WHAT THE TASK REQUIRES.
Reproduce every line of the items below with "siding" replaced by "cladding" wherever it occurs, leaving everything else unchanged. Omit the pictures from your answer.

Coordinate annotation entries

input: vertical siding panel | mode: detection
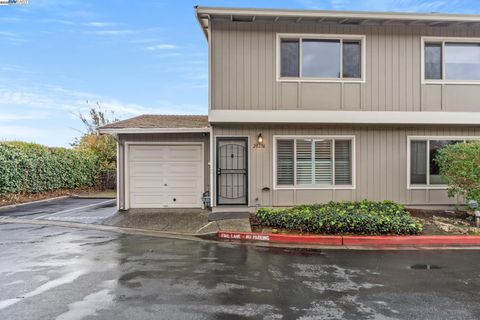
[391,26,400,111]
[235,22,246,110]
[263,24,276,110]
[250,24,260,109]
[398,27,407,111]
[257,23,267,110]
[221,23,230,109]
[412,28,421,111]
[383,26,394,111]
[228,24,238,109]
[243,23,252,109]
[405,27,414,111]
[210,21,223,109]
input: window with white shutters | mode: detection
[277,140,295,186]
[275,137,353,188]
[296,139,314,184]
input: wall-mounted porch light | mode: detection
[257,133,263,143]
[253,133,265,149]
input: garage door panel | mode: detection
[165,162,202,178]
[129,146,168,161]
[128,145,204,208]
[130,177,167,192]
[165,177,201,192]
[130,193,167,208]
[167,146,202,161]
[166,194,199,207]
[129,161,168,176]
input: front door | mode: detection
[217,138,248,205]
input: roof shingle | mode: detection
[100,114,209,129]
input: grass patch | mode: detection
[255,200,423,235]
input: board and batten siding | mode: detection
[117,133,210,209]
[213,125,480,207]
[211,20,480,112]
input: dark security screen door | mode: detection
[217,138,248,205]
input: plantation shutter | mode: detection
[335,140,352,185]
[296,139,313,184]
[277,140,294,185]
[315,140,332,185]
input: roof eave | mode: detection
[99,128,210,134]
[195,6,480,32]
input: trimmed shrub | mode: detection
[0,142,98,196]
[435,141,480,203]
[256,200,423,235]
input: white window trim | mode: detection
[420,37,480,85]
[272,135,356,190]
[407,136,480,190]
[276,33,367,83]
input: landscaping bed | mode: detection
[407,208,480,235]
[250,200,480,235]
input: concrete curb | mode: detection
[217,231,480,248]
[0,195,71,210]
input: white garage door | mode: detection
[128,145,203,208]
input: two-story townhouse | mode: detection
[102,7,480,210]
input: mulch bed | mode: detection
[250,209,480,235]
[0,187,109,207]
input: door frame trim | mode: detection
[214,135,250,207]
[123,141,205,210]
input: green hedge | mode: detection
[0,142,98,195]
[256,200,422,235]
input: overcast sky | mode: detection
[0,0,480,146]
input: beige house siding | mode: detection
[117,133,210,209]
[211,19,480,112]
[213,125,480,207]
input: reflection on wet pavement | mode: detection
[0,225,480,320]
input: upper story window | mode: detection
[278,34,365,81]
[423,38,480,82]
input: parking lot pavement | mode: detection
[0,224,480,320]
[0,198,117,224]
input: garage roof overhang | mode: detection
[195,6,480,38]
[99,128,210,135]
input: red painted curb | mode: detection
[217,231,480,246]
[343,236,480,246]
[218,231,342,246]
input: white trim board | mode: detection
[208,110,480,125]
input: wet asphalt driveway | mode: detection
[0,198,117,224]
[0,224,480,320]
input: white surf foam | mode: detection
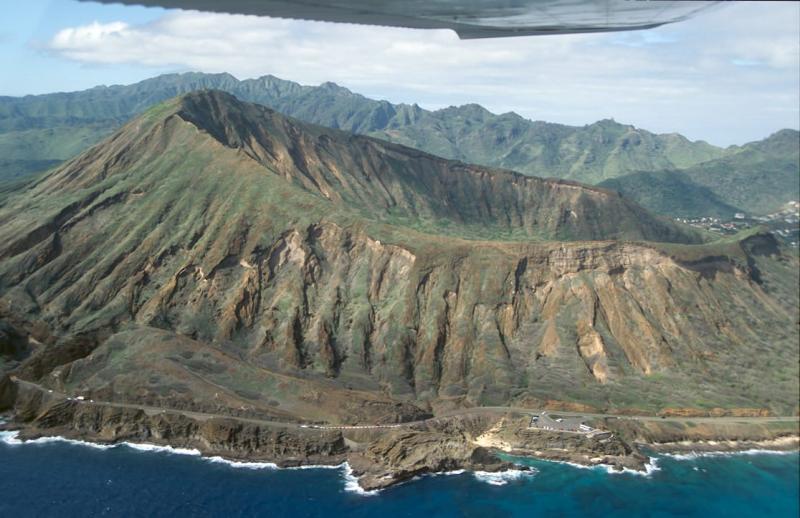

RESPONSE TO THE EXERCISE.
input: vertical cladding panel | mode: detection
[391,26,400,111]
[235,22,246,110]
[263,24,276,110]
[250,24,260,109]
[398,27,407,111]
[257,23,267,110]
[221,23,230,109]
[412,28,421,111]
[383,26,394,111]
[228,24,238,109]
[243,23,252,109]
[405,27,414,111]
[210,21,223,109]
input: window with white shutters | mode: detection
[277,140,295,186]
[275,137,353,188]
[296,139,314,184]
input: wall-mounted porch light | mode: detection
[257,133,263,143]
[253,133,265,149]
input: garage door panel | mode: detection
[165,162,202,178]
[129,146,168,161]
[128,145,204,208]
[130,177,167,192]
[165,177,201,192]
[130,193,167,208]
[167,146,202,161]
[166,194,199,207]
[129,161,168,176]
input: front door | mode: detection
[217,138,248,205]
input: roof shingle | mode: detection
[100,114,209,129]
input: grass patch | mode: detection
[255,200,423,235]
input: board and batten cladding | mode: detection
[117,133,210,209]
[213,125,480,207]
[211,20,480,112]
input: dark security screen door | mode: detection
[217,138,248,205]
input: plantation shutter | mode: detection
[335,140,352,185]
[296,139,313,184]
[277,140,294,185]
[315,140,332,185]
input: roof eave | mode: detection
[99,128,210,134]
[195,6,480,32]
input: trimmed shrub | mode: detection
[0,142,98,196]
[435,141,480,203]
[256,200,423,235]
input: white window trim | mode: detection
[420,37,480,85]
[272,135,356,190]
[407,136,480,190]
[276,33,367,83]
input: landscaping bed | mode: detection
[407,208,480,235]
[250,200,480,235]
input: concrete curb | mode: detection
[217,231,480,248]
[0,195,71,210]
input: white garage door | mode: detection
[128,145,203,208]
input: two-story townhouse | mode: detection
[102,7,480,210]
input: mulch bed | mode: detection
[250,209,480,235]
[0,187,109,207]
input: door frame trim | mode: detection
[214,135,250,207]
[123,141,205,210]
input: green hedge | mode: detection
[0,142,98,195]
[256,200,422,235]
input: overcast sky | mode: detection
[0,0,480,146]
input: beige house cladding | mode: detection
[117,133,210,209]
[211,19,480,112]
[213,125,480,207]
input: reflection on wet pavement | mode: detection
[0,225,480,320]
input: upper story window | mode: detection
[278,34,365,81]
[423,38,480,82]
input: parking lot pavement | mode: detection
[0,224,480,320]
[0,198,117,224]
input: garage roof overhang | mode: detection
[195,6,480,38]
[99,128,210,135]
input: red painted curb | mode: detection
[217,231,480,246]
[343,236,480,246]
[218,231,342,246]
input: white trim board | mode: detection
[208,110,480,125]
input: wet asphalt driveway | mode: detection
[0,198,117,224]
[0,224,480,320]
input: white surf foam | mode: detection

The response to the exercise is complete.